Brief 1
In the patch note on aio_notify, how many reboots did the patch survive, and on what platform?

Given passage

It is pretty rare for aio_notify to actually set the EventNotifier.  It
can happen with worker threads such as thread-pool.c's, but otherwise it
should never be set thanks to the ctx->notify_me optimization.  The
previous patch, unfortunately, added an unconditional call to
event_notifier_test_and_clear; now add a userspace fast path that
avoids the call.

Note that it is not possible to do the same with event_notifier_set;
it would break, as proved (again) by the included formal model.

This patch survived over 800 reboots on aarch64 KVM.

Signed-off-by: Paolo Bonzini <pbonzini@redhat.com>
---
 aio-posix.c                    |   2 +-
 aio-win32.c                    |   2 +-
 async.c                        |  10 ++-
 docs/aio_notify_accept.promela | 152 +++++++++++++++++++++++++++++++++++++++++
 include/block/aio.h            |  32 ++++++++-
 5 files changed, 194 insertions(+), 4 deletions(-)

Source records
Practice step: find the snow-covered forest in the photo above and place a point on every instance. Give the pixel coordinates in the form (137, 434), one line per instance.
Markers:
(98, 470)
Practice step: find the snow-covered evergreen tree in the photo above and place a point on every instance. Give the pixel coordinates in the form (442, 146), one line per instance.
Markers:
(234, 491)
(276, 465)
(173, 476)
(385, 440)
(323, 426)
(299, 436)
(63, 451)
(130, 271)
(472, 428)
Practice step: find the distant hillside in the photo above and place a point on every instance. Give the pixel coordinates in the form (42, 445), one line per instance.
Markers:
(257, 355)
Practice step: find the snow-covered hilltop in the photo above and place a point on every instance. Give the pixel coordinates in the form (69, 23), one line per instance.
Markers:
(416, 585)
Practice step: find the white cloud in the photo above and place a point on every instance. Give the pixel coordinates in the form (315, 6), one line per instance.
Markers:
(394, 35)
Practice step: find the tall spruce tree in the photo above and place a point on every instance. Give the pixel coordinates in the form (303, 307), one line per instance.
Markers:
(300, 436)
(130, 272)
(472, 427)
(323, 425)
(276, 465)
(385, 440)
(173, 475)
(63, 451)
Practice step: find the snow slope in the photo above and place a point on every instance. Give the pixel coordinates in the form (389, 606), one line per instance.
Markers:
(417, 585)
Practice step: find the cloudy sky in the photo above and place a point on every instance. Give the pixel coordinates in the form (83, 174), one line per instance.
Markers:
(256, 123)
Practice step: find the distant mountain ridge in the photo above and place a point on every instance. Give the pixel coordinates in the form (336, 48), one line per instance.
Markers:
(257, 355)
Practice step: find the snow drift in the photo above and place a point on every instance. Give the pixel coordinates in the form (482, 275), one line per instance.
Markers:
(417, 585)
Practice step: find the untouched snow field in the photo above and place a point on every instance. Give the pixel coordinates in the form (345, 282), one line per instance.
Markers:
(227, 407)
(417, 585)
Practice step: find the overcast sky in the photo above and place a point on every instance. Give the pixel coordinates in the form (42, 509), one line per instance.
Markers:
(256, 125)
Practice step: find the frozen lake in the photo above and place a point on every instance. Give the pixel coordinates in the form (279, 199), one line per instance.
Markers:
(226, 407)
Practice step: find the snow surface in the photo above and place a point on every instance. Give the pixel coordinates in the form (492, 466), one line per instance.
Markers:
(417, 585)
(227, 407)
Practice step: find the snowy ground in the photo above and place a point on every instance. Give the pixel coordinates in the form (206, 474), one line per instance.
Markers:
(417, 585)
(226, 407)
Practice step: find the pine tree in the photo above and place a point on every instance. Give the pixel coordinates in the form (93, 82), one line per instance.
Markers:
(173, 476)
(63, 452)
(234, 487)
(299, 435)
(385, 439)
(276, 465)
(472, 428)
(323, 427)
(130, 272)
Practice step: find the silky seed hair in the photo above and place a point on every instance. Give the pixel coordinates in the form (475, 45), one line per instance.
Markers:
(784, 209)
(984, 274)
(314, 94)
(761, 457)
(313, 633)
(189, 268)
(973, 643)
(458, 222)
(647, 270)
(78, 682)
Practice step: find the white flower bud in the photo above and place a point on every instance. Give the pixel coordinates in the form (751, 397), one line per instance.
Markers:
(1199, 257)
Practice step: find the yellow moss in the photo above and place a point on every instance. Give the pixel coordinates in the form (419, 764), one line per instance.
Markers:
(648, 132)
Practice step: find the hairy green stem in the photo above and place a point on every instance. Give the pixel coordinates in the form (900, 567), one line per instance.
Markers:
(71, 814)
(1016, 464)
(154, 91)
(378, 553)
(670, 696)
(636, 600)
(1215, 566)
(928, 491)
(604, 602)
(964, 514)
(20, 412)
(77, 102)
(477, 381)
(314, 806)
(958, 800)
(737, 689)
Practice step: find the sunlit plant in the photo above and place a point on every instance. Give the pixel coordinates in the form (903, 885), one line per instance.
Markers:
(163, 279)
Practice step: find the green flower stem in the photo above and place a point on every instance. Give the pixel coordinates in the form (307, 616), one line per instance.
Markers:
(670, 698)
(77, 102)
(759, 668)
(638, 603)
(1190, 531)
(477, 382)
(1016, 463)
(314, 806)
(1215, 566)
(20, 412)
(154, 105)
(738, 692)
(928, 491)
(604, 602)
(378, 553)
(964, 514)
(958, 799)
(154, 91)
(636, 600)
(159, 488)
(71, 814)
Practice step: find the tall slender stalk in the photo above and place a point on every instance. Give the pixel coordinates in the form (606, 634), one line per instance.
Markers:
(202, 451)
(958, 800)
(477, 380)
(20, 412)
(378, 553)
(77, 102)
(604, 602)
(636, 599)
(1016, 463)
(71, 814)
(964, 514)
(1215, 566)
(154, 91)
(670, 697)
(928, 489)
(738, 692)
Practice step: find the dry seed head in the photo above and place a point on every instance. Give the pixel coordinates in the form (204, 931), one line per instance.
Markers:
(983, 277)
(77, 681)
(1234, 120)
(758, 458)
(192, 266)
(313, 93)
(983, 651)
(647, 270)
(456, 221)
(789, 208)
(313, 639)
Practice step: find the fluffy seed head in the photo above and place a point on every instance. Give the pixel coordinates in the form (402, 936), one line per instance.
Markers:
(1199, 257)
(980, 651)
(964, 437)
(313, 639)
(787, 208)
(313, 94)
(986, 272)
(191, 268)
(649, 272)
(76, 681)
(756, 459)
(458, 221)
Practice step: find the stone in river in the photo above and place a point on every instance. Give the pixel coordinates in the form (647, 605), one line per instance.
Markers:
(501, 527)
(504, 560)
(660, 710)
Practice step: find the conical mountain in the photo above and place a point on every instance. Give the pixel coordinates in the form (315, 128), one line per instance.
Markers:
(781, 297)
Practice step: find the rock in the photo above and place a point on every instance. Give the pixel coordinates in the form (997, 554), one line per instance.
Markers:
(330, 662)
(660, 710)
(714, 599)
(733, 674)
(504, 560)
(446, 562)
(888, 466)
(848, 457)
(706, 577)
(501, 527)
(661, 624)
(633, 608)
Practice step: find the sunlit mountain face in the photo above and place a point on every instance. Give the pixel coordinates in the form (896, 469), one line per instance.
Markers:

Brief 2
Extract each line of the listing that contains the word "flower".

Task answer 1
Over 800 reboots on aarch64 KVM.

Task answer 2
Practice step: find the white flower bud in the photo above and place a point on every instance. Give the pixel coordinates in the form (751, 397), one line per instance.
Practice step: find the green flower stem in the photo above and place a point on every instance. Give the pixel coordinates in the form (307, 616), one line per instance.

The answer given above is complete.